### What to do
Copy out the lines below with each "single pin" swapped for "single marker" and nothing else altered. Omit the pictures.

### Listing

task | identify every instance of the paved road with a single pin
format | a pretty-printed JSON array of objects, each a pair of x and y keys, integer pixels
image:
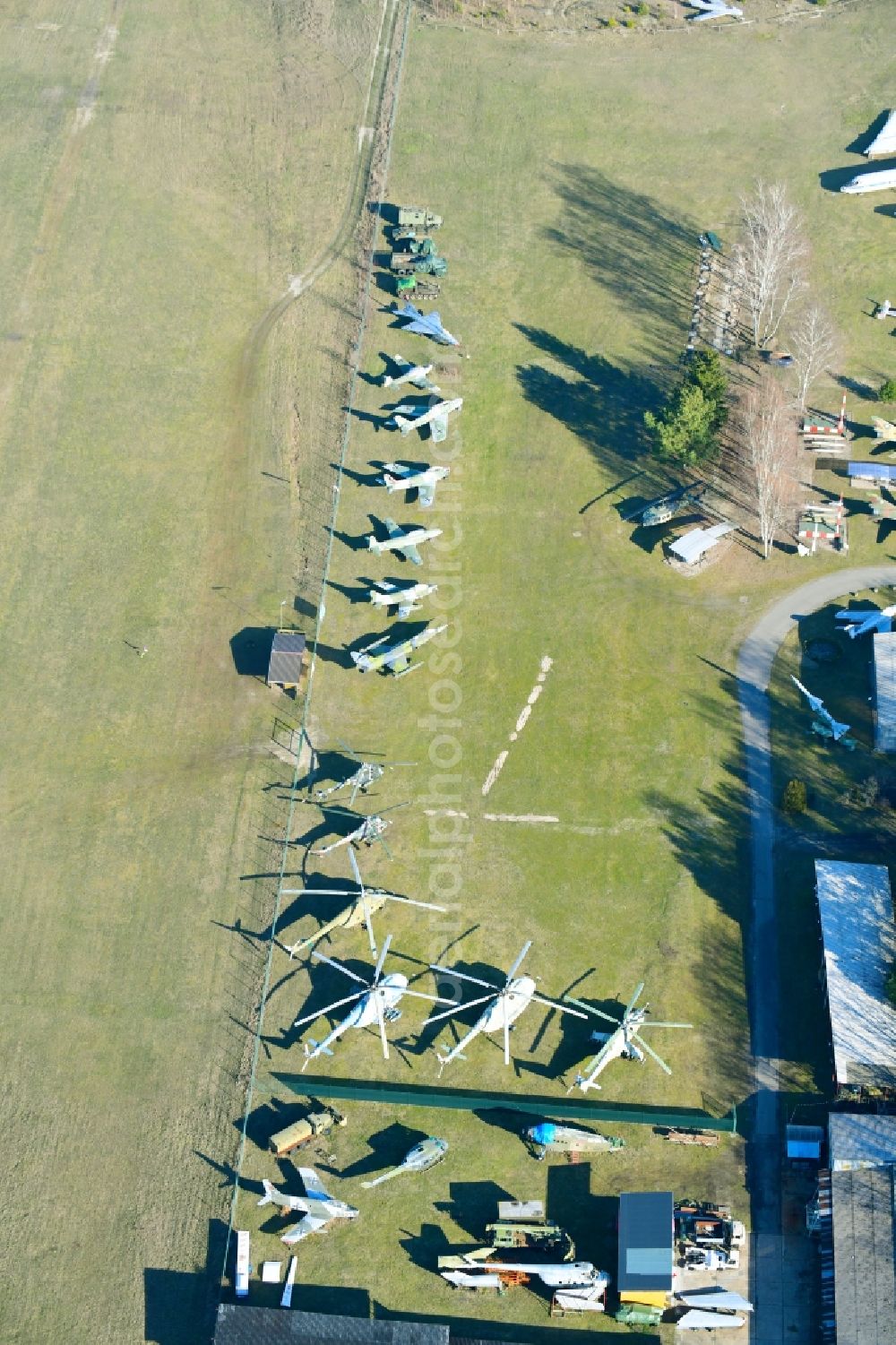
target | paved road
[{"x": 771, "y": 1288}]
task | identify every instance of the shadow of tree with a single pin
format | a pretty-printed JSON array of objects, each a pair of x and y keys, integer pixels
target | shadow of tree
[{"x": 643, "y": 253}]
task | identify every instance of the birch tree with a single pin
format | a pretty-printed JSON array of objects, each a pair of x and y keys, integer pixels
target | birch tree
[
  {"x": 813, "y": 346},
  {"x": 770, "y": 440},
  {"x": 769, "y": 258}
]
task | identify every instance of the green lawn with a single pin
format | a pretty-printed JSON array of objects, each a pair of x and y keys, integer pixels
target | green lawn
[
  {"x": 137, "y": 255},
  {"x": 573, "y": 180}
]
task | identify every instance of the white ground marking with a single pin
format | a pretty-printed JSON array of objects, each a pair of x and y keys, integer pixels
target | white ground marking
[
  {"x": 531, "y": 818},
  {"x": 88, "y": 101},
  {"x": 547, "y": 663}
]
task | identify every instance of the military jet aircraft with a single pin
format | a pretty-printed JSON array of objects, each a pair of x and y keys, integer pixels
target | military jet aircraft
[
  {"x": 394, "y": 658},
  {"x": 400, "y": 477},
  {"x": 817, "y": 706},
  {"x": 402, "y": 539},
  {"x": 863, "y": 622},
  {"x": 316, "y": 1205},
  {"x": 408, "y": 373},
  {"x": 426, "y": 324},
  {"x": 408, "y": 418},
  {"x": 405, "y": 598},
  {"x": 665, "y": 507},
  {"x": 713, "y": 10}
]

### Output of the exercise
task | identify every instance of the paved road with a single marker
format | a pretty-printed JSON array of objects, each a pair of x and y keys, integer pixels
image:
target | paved road
[{"x": 771, "y": 1288}]
task | identify every instance of the shadow of tree with a single marker
format | a pretty-printed JSON array of objects, each a pair of x and y keys, integer pixels
target | shadow of tree
[{"x": 643, "y": 253}]
task | identify every instance of the birch tree with a single marker
format | a pretty-printed JSON array of objects, each a pair of x and y keys, integer pixels
target | birch tree
[
  {"x": 813, "y": 346},
  {"x": 770, "y": 440},
  {"x": 769, "y": 258}
]
task | identify every instance of the green lawn with a single marker
format | a pretty-printed JSON array of objects, each a pair of x and y keys, integer pixels
target | green lawn
[
  {"x": 137, "y": 255},
  {"x": 573, "y": 180}
]
task | identify every instance of the white ground marking with a single marker
format | a pretty-printed JSON array of objects, each a pair of x and y keys, integer pixels
target | white ground marking
[
  {"x": 531, "y": 818},
  {"x": 88, "y": 101},
  {"x": 547, "y": 663}
]
task | identify every instance of the military jet aircraft with a single marker
format | a pretty-printed JSON array of objects, each a pair of x and y keys, integer pixels
target | military jet aircraft
[
  {"x": 394, "y": 658},
  {"x": 400, "y": 477},
  {"x": 817, "y": 706},
  {"x": 402, "y": 539},
  {"x": 863, "y": 622},
  {"x": 316, "y": 1205},
  {"x": 408, "y": 373},
  {"x": 426, "y": 324},
  {"x": 408, "y": 418},
  {"x": 405, "y": 598},
  {"x": 665, "y": 507},
  {"x": 713, "y": 10}
]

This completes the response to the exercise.